TASK STATEMENT:
Retype the lines below word for word, starting at the line containing "Please outline the red" and ending at the line containing "[0,0,1206,305]", with both of those lines included.

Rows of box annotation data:
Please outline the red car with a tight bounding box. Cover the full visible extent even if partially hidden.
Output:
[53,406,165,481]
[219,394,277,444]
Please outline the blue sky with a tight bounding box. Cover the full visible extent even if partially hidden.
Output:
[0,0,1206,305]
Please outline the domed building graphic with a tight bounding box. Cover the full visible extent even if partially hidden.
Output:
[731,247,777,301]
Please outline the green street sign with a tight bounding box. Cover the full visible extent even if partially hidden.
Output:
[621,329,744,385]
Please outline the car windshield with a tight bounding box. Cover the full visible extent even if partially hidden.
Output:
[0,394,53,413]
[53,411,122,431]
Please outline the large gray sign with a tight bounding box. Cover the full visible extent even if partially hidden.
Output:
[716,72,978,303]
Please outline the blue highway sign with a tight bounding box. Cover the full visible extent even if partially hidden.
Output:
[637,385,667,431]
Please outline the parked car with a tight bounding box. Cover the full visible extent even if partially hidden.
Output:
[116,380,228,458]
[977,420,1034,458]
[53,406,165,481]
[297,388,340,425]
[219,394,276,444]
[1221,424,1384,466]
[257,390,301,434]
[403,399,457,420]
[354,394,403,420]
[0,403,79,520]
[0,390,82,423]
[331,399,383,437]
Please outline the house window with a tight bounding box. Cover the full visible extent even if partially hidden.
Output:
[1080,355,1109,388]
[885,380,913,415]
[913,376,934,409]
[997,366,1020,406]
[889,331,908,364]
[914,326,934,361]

* * *

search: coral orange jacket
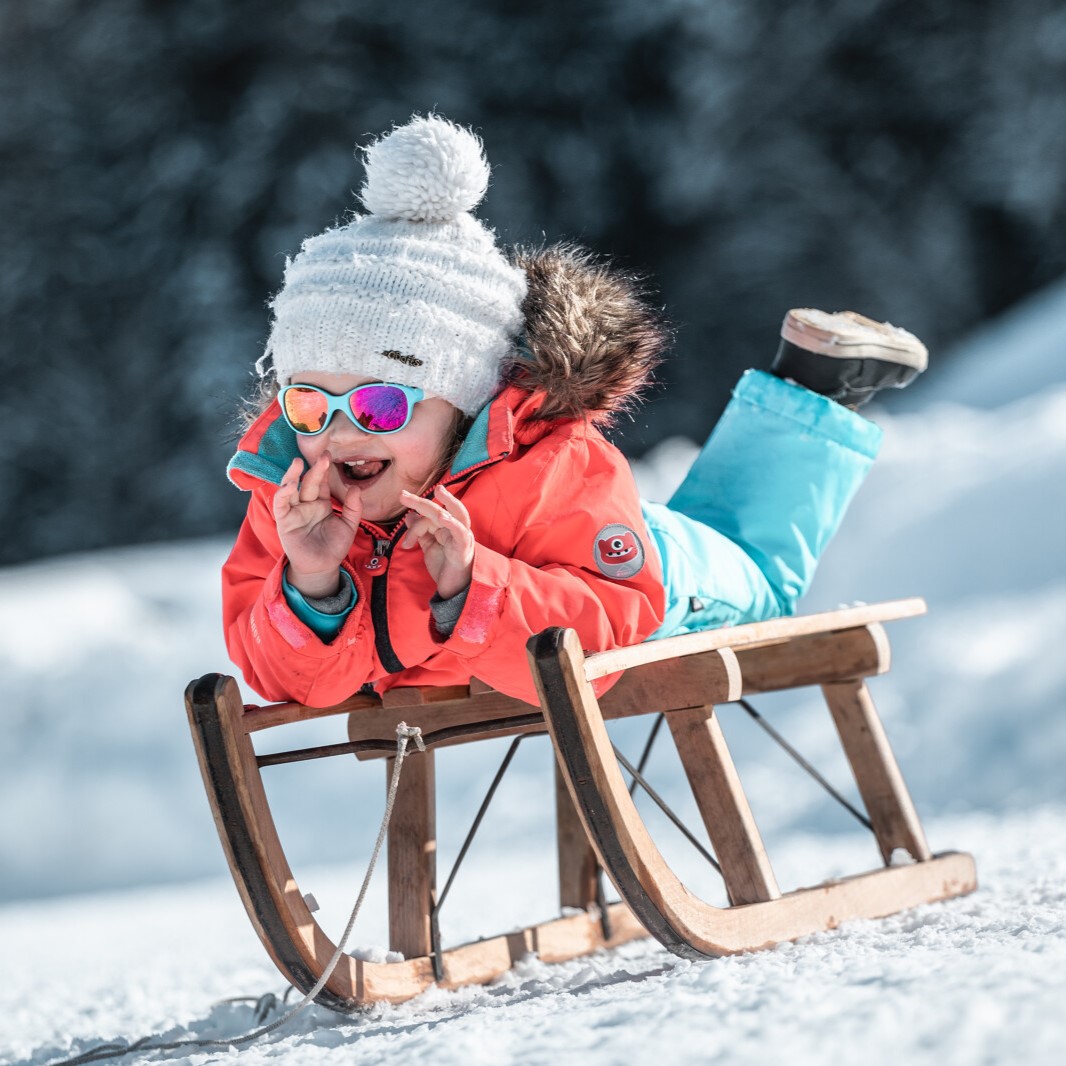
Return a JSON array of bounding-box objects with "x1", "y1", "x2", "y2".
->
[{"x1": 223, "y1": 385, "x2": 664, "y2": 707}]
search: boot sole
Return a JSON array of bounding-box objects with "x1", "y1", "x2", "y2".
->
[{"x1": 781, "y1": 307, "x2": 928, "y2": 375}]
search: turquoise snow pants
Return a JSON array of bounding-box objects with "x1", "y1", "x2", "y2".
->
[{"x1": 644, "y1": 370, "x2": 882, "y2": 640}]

FULL OUTPUT:
Please outline the red car with a tight bounding box. Cover the full visible extent even if partially hidden.
Output:
[53,406,165,481]
[219,394,277,444]
Please outline the blue sky with a tight bounding box. Cover the full visible extent even if partially hidden.
Output:
[0,0,1206,305]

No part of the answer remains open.